Барачная поэзия

В 1954 году Свешникова выпустили из лагеря. Как и многим возвращавшимся, ему запретили жить в Москве и других больших городах.

Он поселился там, где жил его лагерный спаситель Аркадий Штейнберг, — в Тарусе. Полный бывших заключенных, этот живописный город стал интеллектуальным и поэтическим центром «оттепели». Надежда Мандельштам писала здесь воспоминания и расспрашивала прибывших об Осипе. Штейнберг, проведший в лагере одиннадцать лет, перевел в Тарусе «Потерянный рай» Джона Мильтона и другие тексты французских, английских и китайских поэтов. С участием их обоих здесь вышли в свет «Тарусские страницы».

*-*-*

## ТРЕБОВАНИЯ К ЗАДАНИЮ
Выведите приведенный выше текст «Барачная поэзия» целиком, не внося в него никаких изменений. Данные, приведенные далее, для работы не требуются.

## ФРАГМЕНТ ДАННЫХ
*-*-*

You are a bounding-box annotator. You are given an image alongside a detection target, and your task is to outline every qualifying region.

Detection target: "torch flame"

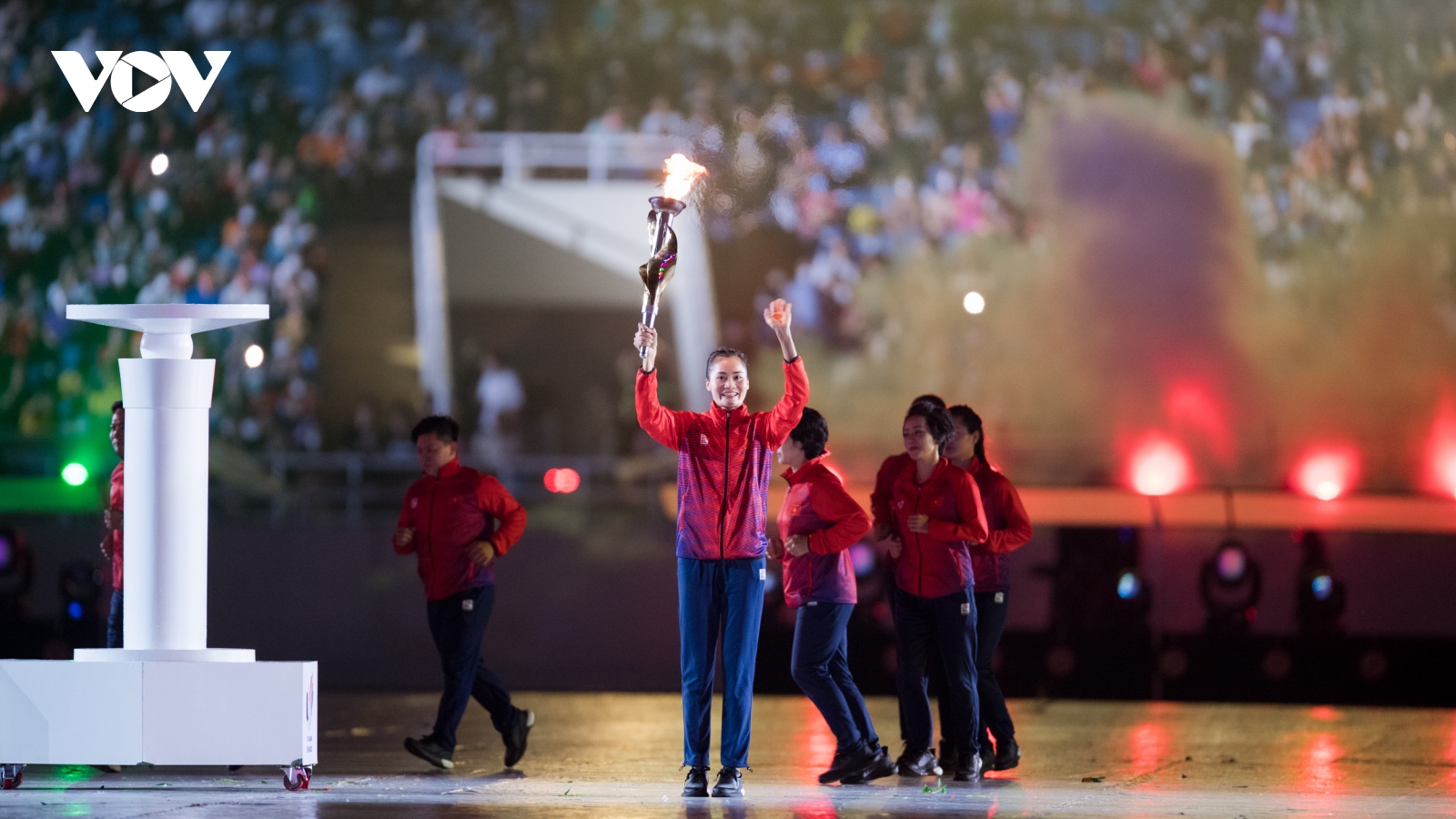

*-*-*

## ОЖИДАЕМЫЙ ОТВЕТ
Барачная поэзия

В 1954 году Свешникова выпустили из лагеря. Как и многим возвращавшимся, ему запретили жить в Москве и других больших городах.

Он поселился там, где жил его лагерный спаситель Аркадий Штейнберг, — в Тарусе. Полный бывших заключенных, этот живописный город стал интеллектуальным и поэтическим центром «оттепели». Надежда Мандельштам писала здесь воспоминания и расспрашивала прибывших об Осипе. Штейнберг, проведший в лагере одиннадцать лет, перевел в Тарусе «Потерянный рай» Джона Мильтона и другие тексты французских, английских и китайских поэтов. С участием их обоих здесь вышли в свет «Тарусские страницы».